• _WORK TO BE COMPLETED_:
Please reproduce, word for word, the passage of the InterPro release notes starting at "PIRSF protein classification" and ending at "a common ancestor.".

BEGIN EXCERPT TO READ

Release NotesRelease 9.0, Thursday February 17 2005
R.Apweiler (1), T.K.Attwood (4), A.Bairoch (2), A.Bateman (5), D.Binns (1), P.Bradley (1,4), P.Bork (8), P.Bucher (3), M.J.Campbell (14), L.Cerutti (3), R.Copley (13), E.Courcelle (6), U.Das (1), L.Daugherty (1), M.Dibley (7), R.Durbin (5), W.Fleischmann (1), J.Gough (11), D.Haft (9), N.Harte (1), N.Hulo (2), D.Kahn (6), A.Kanapin (1), M.Krestyaninova (1), D.Lonsdale (1), R.Lopez (1), I.Letunic (8), M.Madera (12), J.Maslen (1), J.McDowall (1), J.Mistry (5), N.Mulder (1), A.N. Nikolskaya (10), S.Orchard (1), C.Orengo (7), M.Pagni (3), D.Peyruc (6), E.Quevillon (1), C.Sigrist (2), V.Silventoinen (1), P.D.Thomas (14), R.Vaughan (1), C.H.Wu (10).
(1) EMBL Outstation European Bioinformatics Institute, Wellcome Trust Genome Campus, Hinxton, Cambridge, UK;
(2) Swiss Institute for Bioinformatics, Geneva, Switzerland;
(3) Swiss Institute for Experimental Cancer Research, Lausanne, Switzerland;
(4) School of Biological Sciences, The University of Manchester, Manchester, UK;
(5) The Sanger Centre, Wellcome Trust Genome Campus, Hinxton, Cambridge, UK;
(6) CNRS/INRA, Toulouse, France;
(7) Biochemistry and Molecular Biology Department, University College London, University of London, UK;
(8) Biocomputing Unit, EMBL-Heidelberg, Germany;
(9) The Institute for Genomic Research, Maryland, USA;
(10) Protein Information Resource, Georgetown University Medical Center, Washington, D.C., USA;
(11) Genomic Sciences Centre, RIKEN Yokohama Institute, Suehiro-cho, Tsurumi-ku, Yokohama, Japan;
(12) MRC Laboratory of Molecular Biology, Cambridge, UK;
(13) Wellcome Trust Centre for Human Genetics, Oxford, UK;
(14) Computational Biology, Applied Biosystems, 850 Lincoln Center Drive, Foster City, CA 94404, USA.
The databases UniProt, PROSITE, PRINTS, Pfam, and ProDom joined forces to launch an Integrated Documentation Resource of Protein Families, Domains and Functional Sites, abbreviated InterPro. SMART, TIGRFAMs, PIRSF, SUPERFAMILY, and with this release PANTHER and Gene3D, have joined InterPro. A detailed description of the project can be found in the user manual.
Changes since last release
The protein matches have been updated according to the latest update of UniProt and new methods from PIRSF have been integrated.
PIRSF protein classification now includes subfamilies that reflects the evolutionary relationship of full-length proteins and domains.
Two new new databases, Gene3D and PANTHER, have been incorporated:
- Gene3D is a supplement to the CATH structural database, and provides extended predictions of protein structures through HMMs. The seed alignments for the models are derived from the proteins found within the homologous superfamily (H-level) classification level in CATH, which groups together domains that are considered to have evolved from a common ancestor.

END EXCERPT TO READ
BEGIN SUPPLIED INFORMATION

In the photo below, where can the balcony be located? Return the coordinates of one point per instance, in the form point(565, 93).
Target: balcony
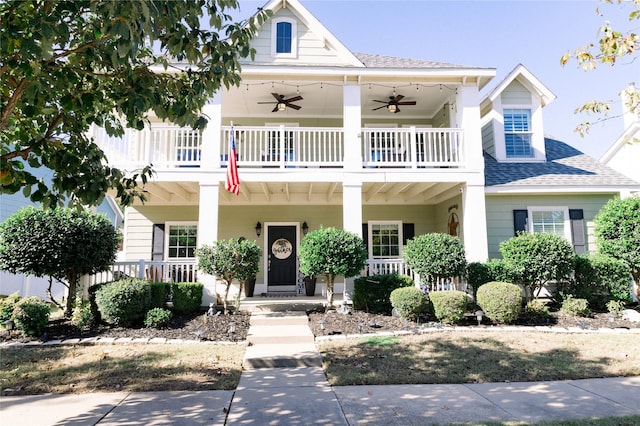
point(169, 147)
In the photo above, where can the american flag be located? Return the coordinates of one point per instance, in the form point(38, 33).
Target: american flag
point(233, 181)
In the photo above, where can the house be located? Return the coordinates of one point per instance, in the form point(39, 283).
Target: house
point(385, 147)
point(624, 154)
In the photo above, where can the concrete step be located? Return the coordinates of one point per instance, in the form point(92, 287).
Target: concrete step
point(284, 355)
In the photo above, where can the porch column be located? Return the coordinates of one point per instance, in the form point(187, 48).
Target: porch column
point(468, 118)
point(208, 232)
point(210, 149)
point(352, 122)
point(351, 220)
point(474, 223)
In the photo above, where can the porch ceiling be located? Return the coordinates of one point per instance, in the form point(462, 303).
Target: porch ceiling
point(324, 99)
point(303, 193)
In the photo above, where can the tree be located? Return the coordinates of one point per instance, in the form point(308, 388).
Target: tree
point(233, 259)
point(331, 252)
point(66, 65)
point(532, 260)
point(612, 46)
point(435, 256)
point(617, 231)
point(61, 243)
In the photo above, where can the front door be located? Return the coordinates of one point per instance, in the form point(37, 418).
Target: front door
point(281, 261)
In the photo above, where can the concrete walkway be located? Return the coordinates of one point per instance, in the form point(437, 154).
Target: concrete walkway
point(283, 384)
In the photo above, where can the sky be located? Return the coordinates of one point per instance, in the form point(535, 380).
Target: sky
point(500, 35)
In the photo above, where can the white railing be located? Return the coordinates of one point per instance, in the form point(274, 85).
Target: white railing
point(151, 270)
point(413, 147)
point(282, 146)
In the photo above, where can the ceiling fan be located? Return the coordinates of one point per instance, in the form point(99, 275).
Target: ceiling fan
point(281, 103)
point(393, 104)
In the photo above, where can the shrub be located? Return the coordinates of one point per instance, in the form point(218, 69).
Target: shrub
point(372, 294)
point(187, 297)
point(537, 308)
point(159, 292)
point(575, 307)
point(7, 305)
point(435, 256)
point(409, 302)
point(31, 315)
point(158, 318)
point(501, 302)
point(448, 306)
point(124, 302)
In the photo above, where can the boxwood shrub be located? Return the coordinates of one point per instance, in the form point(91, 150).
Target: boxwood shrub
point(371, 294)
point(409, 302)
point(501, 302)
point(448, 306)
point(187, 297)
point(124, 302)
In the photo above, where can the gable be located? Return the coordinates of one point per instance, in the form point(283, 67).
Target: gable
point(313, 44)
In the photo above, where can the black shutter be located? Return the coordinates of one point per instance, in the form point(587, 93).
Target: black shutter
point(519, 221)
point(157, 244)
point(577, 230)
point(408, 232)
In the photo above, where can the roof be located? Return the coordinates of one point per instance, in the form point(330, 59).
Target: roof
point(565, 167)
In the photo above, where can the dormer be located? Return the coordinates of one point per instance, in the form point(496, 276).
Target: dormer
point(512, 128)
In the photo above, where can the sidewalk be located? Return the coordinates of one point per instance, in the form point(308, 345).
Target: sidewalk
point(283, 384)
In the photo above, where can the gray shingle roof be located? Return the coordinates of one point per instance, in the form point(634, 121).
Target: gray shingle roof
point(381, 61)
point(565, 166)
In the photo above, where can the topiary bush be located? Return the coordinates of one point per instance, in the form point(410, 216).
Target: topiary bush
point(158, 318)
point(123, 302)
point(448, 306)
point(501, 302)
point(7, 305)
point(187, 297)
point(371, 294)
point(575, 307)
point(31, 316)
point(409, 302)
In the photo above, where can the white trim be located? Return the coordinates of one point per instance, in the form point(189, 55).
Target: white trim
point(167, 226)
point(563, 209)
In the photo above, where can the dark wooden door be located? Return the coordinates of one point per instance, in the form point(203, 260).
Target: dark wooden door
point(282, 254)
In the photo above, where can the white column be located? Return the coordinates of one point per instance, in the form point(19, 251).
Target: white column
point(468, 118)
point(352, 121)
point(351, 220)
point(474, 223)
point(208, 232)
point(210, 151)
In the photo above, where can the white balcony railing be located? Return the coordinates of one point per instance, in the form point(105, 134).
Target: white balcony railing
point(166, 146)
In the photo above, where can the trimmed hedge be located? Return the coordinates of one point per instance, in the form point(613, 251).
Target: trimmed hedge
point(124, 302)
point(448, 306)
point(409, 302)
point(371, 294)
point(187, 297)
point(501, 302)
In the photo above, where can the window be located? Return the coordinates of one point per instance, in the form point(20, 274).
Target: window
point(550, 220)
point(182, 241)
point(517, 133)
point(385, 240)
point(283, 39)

END SUPPLIED INFORMATION
BEGIN SUPPLIED INFORMATION

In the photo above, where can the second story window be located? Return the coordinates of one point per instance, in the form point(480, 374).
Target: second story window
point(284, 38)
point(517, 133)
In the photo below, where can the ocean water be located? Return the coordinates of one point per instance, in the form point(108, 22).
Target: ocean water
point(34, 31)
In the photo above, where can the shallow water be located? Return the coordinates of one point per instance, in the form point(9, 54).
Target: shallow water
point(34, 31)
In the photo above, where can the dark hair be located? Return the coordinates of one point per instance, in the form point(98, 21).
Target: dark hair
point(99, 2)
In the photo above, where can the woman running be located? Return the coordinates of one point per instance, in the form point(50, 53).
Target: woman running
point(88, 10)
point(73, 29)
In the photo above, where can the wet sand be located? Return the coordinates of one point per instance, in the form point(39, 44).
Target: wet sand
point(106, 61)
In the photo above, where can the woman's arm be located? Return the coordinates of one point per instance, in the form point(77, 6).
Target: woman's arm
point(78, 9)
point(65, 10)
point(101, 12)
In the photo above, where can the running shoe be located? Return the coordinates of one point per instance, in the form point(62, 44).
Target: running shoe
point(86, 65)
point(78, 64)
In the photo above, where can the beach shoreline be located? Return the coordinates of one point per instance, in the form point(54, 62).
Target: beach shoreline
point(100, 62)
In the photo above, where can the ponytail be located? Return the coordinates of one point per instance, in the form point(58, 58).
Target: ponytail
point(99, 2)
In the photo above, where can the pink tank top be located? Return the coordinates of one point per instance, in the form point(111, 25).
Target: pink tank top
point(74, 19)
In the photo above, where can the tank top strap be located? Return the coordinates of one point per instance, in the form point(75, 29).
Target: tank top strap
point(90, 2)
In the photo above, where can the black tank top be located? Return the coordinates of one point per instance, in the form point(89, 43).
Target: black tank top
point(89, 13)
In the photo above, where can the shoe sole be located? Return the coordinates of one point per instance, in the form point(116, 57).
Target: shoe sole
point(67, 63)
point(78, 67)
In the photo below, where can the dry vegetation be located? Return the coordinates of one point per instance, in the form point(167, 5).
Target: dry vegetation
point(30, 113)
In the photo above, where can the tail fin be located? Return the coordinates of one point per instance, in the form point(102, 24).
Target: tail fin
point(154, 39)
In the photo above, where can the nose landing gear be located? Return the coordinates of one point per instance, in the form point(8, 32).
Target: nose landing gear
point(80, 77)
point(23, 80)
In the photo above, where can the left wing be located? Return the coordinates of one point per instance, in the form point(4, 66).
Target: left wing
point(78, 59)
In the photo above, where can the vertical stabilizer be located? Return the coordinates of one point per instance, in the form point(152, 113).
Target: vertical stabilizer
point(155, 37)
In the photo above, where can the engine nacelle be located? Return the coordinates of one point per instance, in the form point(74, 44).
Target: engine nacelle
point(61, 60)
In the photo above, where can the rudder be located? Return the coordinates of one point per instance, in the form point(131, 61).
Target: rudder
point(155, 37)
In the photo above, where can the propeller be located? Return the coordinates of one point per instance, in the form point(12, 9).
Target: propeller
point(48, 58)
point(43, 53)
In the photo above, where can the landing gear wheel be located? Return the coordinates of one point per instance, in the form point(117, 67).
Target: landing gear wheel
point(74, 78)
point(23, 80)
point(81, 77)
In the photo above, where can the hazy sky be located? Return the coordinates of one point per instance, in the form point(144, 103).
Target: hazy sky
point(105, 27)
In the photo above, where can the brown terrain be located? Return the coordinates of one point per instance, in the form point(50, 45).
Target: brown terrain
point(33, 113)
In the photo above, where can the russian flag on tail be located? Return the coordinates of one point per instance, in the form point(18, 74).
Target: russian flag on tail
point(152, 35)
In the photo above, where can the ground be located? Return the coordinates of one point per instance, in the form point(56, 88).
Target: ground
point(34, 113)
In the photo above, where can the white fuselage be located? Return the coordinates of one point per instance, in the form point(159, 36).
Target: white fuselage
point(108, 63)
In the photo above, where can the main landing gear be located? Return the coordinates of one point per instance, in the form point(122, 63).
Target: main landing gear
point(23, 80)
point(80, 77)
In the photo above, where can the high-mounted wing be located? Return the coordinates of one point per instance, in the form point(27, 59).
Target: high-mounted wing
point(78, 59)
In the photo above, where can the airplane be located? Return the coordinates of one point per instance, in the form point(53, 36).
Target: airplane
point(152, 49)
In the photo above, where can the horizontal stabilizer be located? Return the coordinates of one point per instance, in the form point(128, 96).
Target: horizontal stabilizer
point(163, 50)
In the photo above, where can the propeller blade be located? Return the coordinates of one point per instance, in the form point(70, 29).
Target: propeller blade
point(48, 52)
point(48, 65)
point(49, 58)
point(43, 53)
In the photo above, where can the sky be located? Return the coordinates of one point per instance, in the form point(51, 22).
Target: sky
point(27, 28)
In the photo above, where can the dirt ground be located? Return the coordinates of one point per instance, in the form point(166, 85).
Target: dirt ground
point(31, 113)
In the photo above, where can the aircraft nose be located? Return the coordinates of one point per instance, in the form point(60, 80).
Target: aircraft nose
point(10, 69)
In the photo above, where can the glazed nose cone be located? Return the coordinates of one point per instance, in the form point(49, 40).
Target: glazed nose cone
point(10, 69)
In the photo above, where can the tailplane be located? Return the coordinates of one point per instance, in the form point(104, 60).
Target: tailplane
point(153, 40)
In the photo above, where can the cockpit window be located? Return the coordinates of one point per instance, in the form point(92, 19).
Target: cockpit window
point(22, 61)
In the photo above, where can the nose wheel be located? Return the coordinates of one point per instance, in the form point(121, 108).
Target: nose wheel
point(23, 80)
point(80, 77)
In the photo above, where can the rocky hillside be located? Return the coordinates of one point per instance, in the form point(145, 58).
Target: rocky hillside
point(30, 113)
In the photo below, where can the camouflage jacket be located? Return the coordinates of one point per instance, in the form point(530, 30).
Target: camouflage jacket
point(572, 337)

END SUPPLIED INFORMATION
BEGIN SUPPLIED INFORMATION

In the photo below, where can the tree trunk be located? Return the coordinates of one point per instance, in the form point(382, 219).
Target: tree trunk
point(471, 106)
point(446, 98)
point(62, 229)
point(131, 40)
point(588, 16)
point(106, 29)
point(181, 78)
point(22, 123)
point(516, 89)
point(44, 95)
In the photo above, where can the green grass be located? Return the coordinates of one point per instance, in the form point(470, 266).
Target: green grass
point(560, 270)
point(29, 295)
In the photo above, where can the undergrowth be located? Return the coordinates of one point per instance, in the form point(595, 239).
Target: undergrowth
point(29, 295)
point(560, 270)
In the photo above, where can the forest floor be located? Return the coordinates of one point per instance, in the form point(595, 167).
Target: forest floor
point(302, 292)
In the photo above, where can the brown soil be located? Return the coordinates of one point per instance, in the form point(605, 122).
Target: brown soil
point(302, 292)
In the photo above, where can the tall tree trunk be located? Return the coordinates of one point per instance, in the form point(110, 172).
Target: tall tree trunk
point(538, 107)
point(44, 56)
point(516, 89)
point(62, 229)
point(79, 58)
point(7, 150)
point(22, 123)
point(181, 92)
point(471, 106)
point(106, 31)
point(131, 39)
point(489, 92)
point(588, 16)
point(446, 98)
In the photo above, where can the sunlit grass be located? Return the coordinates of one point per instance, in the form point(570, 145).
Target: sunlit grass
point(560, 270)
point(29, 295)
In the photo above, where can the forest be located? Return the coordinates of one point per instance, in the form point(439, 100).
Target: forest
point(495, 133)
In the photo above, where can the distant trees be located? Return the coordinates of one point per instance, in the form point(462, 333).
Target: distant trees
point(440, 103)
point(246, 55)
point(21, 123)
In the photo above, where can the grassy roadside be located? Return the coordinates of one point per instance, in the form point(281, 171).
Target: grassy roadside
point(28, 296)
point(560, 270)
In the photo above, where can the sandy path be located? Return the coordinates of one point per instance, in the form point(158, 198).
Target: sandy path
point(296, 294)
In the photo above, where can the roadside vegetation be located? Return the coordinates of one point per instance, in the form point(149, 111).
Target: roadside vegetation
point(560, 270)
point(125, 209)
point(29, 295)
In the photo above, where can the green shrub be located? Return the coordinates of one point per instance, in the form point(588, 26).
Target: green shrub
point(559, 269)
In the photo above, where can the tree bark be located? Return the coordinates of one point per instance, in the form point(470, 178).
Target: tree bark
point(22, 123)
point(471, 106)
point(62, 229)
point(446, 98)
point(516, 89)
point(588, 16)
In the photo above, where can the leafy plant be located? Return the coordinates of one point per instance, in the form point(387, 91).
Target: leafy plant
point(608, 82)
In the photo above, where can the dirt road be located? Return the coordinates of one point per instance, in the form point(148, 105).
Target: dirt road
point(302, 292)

END SUPPLIED INFORMATION

• _ANSWER TO THE PROBLEM_:
PIRSF protein classification now includes subfamilies that reflects the evolutionary relationship of full-length proteins and domains.
Two new new databases, Gene3D and PANTHER, have been incorporated:
- Gene3D is a supplement to the CATH structural database, and provides extended predictions of protein structures through HMMs. The seed alignments for the models are derived from the proteins found within the homologous superfamily (H-level) classification level in CATH, which groups together domains that are considered to have evolved from a common ancestor.